## Passage shown:
Aug. 12, 2010
-- On the average, people shed about 100-150 hairs per day. Unfortunately, about one-third of women suffer from androgenetic alopecia, also known as female pattern alopecia or baldness. Female pattern hair loss is seen predominantly over the top and front of the head. In female pattern hair loss, after the hair has shed, the root that grows in its place becomes shorter and shorter. Eventually those hairs become invisible and look like peach fuzz.
Female pattern hair loss can occur due to a number of reasons. It is most commonly seen after menopause and other hormonal changes such as pregnancy or a discontinuation of birth control pills. If women begin to lose a lot of hair throughout their scalp, the female pattern hair loss is due to a change in the normal hair cycle-possibly a short anagen phase or there has been an increase in the number of follicles that enter the telogen phase. Also referred to as telogen effluvium or stress alopecia, a shock to the body’s system can stress the hair’s follicles and create the female pattern hair loss.
Dr. Umar has been certified by the American Board of Dermatology to treat women and their female pattern hair loss. He will begin by running some tests to see what is the ultimate cause of the hair loss, and from there, assess the best treatment available. Becoming more popular, Body Hair Transplant will use SFET to safely remove hair from anywhere else on the body-head, face, legs, etc-and transfer it to the area in need, leaving no scars behind. Having perfected the BHT procedure, Dr. Umar aims to provide his patients with fuller and better hair loss restoration in ways not possible with more traditional hair transplantation. Results seen within approximately 12-18 months, the permanent procedure includes a minimal follow-up and patients are typically released after a year or two. Depending on whether the patient has the appropriate amount of hair and the proper body hair characteristics, he will decide whether to use Body Hair Transplant or other traditional hair transplants.

## Dataset extract:

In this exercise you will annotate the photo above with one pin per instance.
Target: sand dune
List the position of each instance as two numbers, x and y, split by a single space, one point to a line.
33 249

## What you need to do:
(1) List the hormonal changes that the hair loss article names as times when female pattern hair loss is most commonly seen.
(2) In the hair loss article, rewrite the passage between "Aug. 12, 2010" and "like peach fuzz.", inclusive, replacing "hairs" with "strands".

## Results of the tasks:
(1)
- Menopause
- Pregnancy
- Discontinuation of birth control pills

(2)
Aug. 12, 2010
-- On the average, people shed about 100-150 strands per day. Unfortunately, about one-third of women suffer from androgenetic alopecia, also known as female pattern alopecia or baldness. Female pattern hair loss is seen predominantly over the top and front of the head. In female pattern hair loss, after the hair has shed, the root that grows in its place becomes shorter and shorter. Eventually those strands become invisible and look like peach fuzz.